_Task requirements_
Transcribe every line of the records verbatim.

_Object point labels_
__________

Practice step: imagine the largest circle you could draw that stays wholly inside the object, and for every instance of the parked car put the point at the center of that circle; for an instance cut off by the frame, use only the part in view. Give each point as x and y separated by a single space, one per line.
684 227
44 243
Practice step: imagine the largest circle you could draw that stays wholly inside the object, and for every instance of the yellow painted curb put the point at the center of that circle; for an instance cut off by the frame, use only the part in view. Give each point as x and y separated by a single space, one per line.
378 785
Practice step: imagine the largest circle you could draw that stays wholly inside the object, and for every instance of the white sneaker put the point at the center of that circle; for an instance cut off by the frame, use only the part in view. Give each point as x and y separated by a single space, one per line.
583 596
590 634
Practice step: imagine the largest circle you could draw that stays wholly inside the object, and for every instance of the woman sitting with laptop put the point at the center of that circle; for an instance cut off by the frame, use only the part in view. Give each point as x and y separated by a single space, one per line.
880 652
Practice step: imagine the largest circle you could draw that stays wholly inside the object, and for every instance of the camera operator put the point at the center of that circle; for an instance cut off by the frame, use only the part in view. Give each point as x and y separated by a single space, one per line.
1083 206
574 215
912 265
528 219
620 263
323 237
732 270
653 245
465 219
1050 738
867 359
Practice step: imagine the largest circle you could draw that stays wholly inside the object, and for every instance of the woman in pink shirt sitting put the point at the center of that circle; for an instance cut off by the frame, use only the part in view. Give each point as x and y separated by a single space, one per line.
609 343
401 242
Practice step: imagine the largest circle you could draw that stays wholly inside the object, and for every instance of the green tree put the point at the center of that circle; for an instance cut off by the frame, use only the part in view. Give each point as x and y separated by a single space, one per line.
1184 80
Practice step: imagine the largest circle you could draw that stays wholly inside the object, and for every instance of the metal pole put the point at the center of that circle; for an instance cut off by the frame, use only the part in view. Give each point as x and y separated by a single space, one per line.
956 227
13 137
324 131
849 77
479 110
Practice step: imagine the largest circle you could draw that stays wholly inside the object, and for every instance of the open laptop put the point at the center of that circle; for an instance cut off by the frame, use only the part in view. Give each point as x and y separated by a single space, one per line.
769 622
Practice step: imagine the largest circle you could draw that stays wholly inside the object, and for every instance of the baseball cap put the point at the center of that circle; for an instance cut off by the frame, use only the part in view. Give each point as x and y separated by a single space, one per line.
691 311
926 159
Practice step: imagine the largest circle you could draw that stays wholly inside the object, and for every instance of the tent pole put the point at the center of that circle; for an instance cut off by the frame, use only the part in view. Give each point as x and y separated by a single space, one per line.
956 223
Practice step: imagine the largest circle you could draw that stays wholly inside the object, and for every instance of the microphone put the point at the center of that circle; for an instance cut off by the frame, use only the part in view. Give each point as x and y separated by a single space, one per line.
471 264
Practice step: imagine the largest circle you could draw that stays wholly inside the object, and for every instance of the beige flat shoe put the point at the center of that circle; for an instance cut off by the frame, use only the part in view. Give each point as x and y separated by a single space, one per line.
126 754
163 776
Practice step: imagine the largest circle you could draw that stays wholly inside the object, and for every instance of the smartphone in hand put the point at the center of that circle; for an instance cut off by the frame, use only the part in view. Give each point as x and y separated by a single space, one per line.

__________

_Solution to this problem_
Practice step: imagine the largest circle you could draw that stays wholly inside the object, and for every instance of the parked car put the point at the center of that circle; for an instance cut off by the frame, use only the part in view. Give each point as x and y separated by a single space, one per line.
684 227
44 243
Practice step: imagine the largest circle you could draw that stays wholly inside the object, and for every instance of the yellow painted curb put the point at the center of that circle; for an instance cut off by the frame, use only the part in view. Give each point as x and y separated by a single space, one per line.
378 785
Practice step: imagine the largest circle you could draw that stays wholly inside the object, and for every instance of the white sneaker put the point at the center of that circle; for an instance cut off by the frame, use only the part in view. Give each point as x and y separated by a single space, one per line.
583 596
590 634
Practice step: imagine the largest circle you could draw that stays wholly inside the object, and for every instance of the woman sitting with laptop put the point at the center of that circle; for an instance cut off by the frame, use only the part in view. Give each point as x and y separated by a single space, one per line.
880 652
Practice step: imagine the largest circle you could draw that stays wholly inside the object, and for every instance of the camera operator put the point at the center of that circle; for an instance cut off by the frame, use only the part in view. Give each point as x and y separated by a single space, one per line.
1083 206
574 215
912 265
528 219
620 263
323 237
732 270
653 245
465 219
1050 738
867 359
Practice step: imagine the largest circle you could draw that stays wholly inside the object, and for every instance of the woman in pink shirt sitting put the point at the center of that circle; for an instance cut off by the frame, use only the part in view. Give each point as x and y separated by a single space, one per line.
609 343
401 242
Practice step: imagine the largest circle you could draw that stays wholly inside the object, and for every instance of the green tree put the point at the center of that circle; for an instance cut off by the frame, use only the part in view. Give each point as x and y separated by a single space, one per line.
1184 80
Practice step: imagine the largest circle you could draw that stays wholly inside the object, and for every instance of the metal pole put the point at the center of that circle; for an instance cut off by the frame, use only the part in view. Give each point as x and y separated by a single space, one per line.
956 227
13 137
324 131
849 77
479 110
Practice step: imagine the largest circle you could draw that stays wholly inside the object, and for every instance of the open laptop put the point at the center of that circle; for an instance cut off by the frame, use only the part in view. Give each point as x and y separated by a single space, one per line.
769 622
Practice step: imagine the largest circle you could draw that stays wholly inside the object, and for every instance of the baseball cap put the point at the center of that circle; for an instance cut off by the frame, use only the part in view. Give each point as x and y separated by a single space, one per line.
691 311
926 159
Practice step: imagine the largest circle you could draw that stays wholly inside the object, and for every instance of the tent pole put the point at the center of that circle; for an instance cut off by the frame, use only the part in view. Give each point as x and y separated by a single space, one per line.
956 223
Practice step: imagine the largest circle you could draw that stays wholly inside the object, and for every instance of the microphone put the point at the center of that circle; for an instance cut off by the frame, use only the part in view. Give each point as x and y separated by a single space, one per line.
471 264
Practice step: imagine the largest circle you could draw that stays wholly inside the object, and for every instance of the beige flat shoe put the point at the center of that circle; for an instance cut off by the frame, use only the part in view. Give each point as x and y separated by a single space, one per line.
126 754
163 776
Practice step: imagine the largest circle you could draw that stays wholly inside the object, and for every instance of the smartphone in hand put the point at the center of that circle; for an instance cut off by the frame, use only the part in view. Give each point as x and y separated by a single space, one per line.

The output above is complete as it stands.